- _Given task_
Repeat the data below word for word, leaving out the pictures.

- _Dataset extract_
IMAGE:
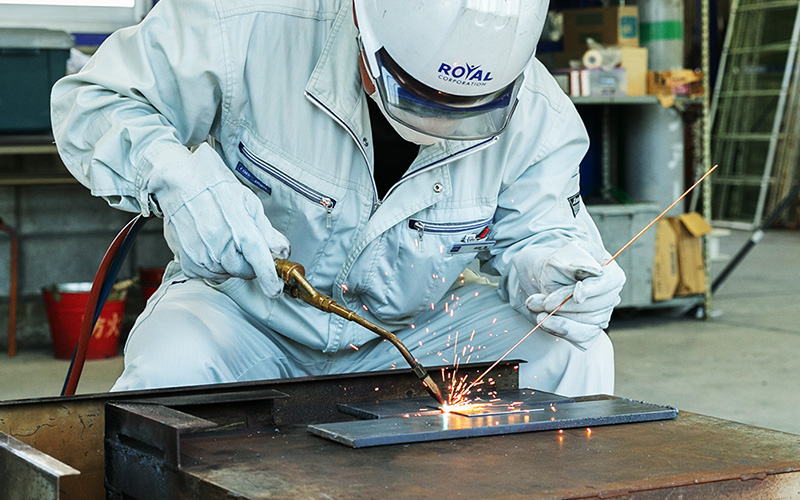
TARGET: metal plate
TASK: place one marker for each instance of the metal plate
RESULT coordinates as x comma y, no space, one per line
384,431
508,401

- _Final answer_
IMAGE:
TARGET: metal plate
TASK: place one marker for each instance of the metal plate
RESULT coordinates as x comma y, no space, one per line
384,431
508,401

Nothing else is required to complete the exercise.